[Start Given information]
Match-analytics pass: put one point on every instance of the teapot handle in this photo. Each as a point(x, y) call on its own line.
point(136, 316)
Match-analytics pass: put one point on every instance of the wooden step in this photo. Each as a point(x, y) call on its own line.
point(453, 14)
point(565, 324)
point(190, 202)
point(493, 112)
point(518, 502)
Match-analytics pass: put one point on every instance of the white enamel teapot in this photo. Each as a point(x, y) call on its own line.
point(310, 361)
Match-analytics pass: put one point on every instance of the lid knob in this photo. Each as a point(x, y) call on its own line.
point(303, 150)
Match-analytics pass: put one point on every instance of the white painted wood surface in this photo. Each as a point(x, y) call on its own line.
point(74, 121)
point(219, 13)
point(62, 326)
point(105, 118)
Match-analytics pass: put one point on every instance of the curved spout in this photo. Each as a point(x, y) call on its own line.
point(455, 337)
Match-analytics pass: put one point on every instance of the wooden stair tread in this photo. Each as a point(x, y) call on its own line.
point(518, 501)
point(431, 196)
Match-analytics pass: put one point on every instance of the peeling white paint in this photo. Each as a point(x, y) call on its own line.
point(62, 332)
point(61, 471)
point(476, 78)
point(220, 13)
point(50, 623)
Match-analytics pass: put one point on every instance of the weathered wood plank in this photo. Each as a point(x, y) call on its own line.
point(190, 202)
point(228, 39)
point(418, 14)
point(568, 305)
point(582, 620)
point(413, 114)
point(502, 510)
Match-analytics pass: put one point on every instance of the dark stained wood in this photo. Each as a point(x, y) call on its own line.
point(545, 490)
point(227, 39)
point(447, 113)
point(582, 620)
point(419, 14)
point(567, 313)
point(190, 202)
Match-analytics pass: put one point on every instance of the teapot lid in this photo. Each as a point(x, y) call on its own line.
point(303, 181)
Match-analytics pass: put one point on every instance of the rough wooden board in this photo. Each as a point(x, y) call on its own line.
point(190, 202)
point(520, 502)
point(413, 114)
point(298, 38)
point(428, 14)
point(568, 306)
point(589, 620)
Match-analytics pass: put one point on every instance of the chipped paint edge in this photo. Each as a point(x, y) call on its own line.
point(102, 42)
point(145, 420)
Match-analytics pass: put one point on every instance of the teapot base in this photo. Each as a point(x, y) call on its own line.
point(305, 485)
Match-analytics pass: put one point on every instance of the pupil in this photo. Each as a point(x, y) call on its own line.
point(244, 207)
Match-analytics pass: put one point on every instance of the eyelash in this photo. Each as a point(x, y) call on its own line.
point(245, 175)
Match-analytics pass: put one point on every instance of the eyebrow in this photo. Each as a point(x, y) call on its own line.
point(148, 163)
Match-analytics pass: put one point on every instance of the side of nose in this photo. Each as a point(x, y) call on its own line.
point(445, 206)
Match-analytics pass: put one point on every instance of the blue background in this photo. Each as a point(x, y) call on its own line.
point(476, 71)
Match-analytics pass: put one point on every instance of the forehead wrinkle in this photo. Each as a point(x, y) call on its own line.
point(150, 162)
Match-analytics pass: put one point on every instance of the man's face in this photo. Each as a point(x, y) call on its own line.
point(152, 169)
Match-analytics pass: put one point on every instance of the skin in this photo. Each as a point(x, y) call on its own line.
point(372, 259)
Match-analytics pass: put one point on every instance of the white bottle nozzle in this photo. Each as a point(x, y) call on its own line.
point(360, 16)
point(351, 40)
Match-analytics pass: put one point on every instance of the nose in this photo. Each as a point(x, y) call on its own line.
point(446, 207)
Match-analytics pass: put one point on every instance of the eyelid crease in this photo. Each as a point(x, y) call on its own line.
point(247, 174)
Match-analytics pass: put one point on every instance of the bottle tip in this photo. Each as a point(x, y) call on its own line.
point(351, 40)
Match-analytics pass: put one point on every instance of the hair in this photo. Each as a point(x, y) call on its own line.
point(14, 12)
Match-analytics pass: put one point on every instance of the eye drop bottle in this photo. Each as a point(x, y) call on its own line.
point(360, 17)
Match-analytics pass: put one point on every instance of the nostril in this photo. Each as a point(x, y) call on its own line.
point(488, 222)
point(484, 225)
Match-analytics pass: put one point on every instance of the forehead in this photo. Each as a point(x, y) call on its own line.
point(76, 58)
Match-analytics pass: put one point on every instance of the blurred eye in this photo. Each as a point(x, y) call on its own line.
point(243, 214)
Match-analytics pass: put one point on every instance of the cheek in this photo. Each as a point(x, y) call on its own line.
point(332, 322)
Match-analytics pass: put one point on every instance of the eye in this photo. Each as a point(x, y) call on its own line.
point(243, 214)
[End Given information]
Exercise requirements: Copy out all of the lines above exactly.

The solution:
Match-analytics pass: put one point on every instance of the teapot handle in this photo. Each as a point(x, y) call on its own line.
point(136, 316)
Match-analytics pass: put one point on every instance of the wooden step in this photo. Each as a point(x, y) call on its own line.
point(453, 14)
point(565, 324)
point(190, 202)
point(493, 112)
point(518, 502)
Match-analytics pass: put one point on every instance of the white enamel teapot in this photo. Each as a point(x, y) call on its own line.
point(310, 361)
Match-analytics pass: put one point on every instance of the lid knob in this photo. Each as a point(x, y) call on its own line.
point(303, 150)
Match-analytics pass: put one point on every instance of the white painted wood surface in this photo. Each as a point(x, y) call on its own line.
point(74, 121)
point(219, 13)
point(62, 326)
point(105, 118)
Match-analytics pass: put one point on every instance of the curved spout in this photo. Each as a point(x, y) call on its own line.
point(455, 337)
Match-analytics pass: put one point on every instance of the wooden stair tread in this photo. Each as a point(x, y) call on its own line.
point(518, 501)
point(431, 196)
Match-analytics pass: put one point on every instance of the peeling white paint in this photo. Each as a point(x, y) call on its own line.
point(62, 332)
point(61, 471)
point(476, 78)
point(220, 13)
point(50, 623)
Match-analytics pass: put one point on every instance of the weathered wood plank in this photo. Each as a point(x, y) call on its own line.
point(190, 202)
point(228, 39)
point(418, 14)
point(568, 305)
point(582, 620)
point(413, 114)
point(502, 510)
Match-analytics pass: put one point on every instance of the dark stained wood in this photo. Each as a point(x, y) call on its own line.
point(545, 490)
point(227, 39)
point(447, 113)
point(582, 620)
point(419, 14)
point(567, 313)
point(190, 202)
Match-analytics pass: put one point on every instance of the teapot lid in this photo. Each as a point(x, y) call on its own line.
point(303, 181)
Match-analytics pass: put one point on every instance of the rough wooden board in this photo. Each as a point(x, y) call on its own line.
point(190, 202)
point(520, 502)
point(413, 114)
point(298, 38)
point(428, 14)
point(568, 306)
point(589, 620)
Match-analytics pass: put one point on every instance of the chipped paint edge in this photo. Each as a point(x, y) call on its own line.
point(102, 42)
point(145, 420)
Match-analytics pass: put one point on every instance of the teapot base in this photo. Each as a point(x, y) call on its own line.
point(305, 485)
Match-analytics pass: put one point on every instance of the pupil in this photo. Each as a point(x, y) call on its own line.
point(244, 207)
Match-analytics pass: put one point on every instance of the eyelash in this photo. Each as a point(x, y) call on its own line.
point(245, 175)
Match-analytics pass: put one point on every instance of the eyebrow in this photo. Each as a point(x, y) call on its own line.
point(148, 163)
Match-analytics pass: put one point on every instance of the side of nose in this photo. Each as a point(x, y) call on its own line.
point(445, 206)
Match-analytics pass: put one point on every instance of the blue background in this photo. Each as a point(x, y) call on its own line.
point(476, 71)
Match-analytics pass: put one point on every instance of the forehead wrinkle in this photo. Each as a point(x, y) call on its own line.
point(150, 162)
Match-analytics pass: put one point on every instance of the man's face in this photo. Each as a point(x, y) call on its own line.
point(152, 169)
Match-analytics pass: put one point on every instance of the skin in this photo. Each as a point(x, y) call on its own line.
point(372, 259)
Match-analytics pass: put one point on every instance of the white bottle nozzle in this photo. Each as a point(x, y) call on its own line.
point(360, 16)
point(351, 40)
Match-analytics pass: put one point on every instance of the nose in this photo. Each as a point(x, y) call on its own line.
point(446, 207)
Match-analytics pass: put one point on every instance of the eyelid crease in this photo. Each as a point(x, y) call on its own line.
point(247, 174)
Match-analytics pass: put one point on every instance of the bottle tip in this photo. Each as a point(x, y) call on its own line.
point(351, 40)
Match-analytics pass: put one point on every instance of the hair in this photo. Each as a point(x, y) call on its own line.
point(14, 12)
Match-analytics pass: put one point on every instance of the eye drop bottle in this photo. Each as a point(x, y) call on its own line.
point(360, 17)
Match-analytics pass: put one point on every instance of the nostril in this photo. Each as a point(x, y) call on its own line.
point(488, 222)
point(484, 225)
Match-analytics pass: put one point on every instance of the forehead in this photo. Each as a point(x, y) call on its own line.
point(76, 58)
Match-analytics pass: put one point on every instance of the blurred eye in this photo. Each as a point(x, y) call on its own line.
point(243, 214)
Match-analytics pass: put one point on every instance of the cheek in this photo. Each as a point(x, y) call on its own line.
point(332, 322)
Match-analytics pass: put one point on every instance of the eye in this photo. Each as a point(x, y) call on its own line.
point(243, 214)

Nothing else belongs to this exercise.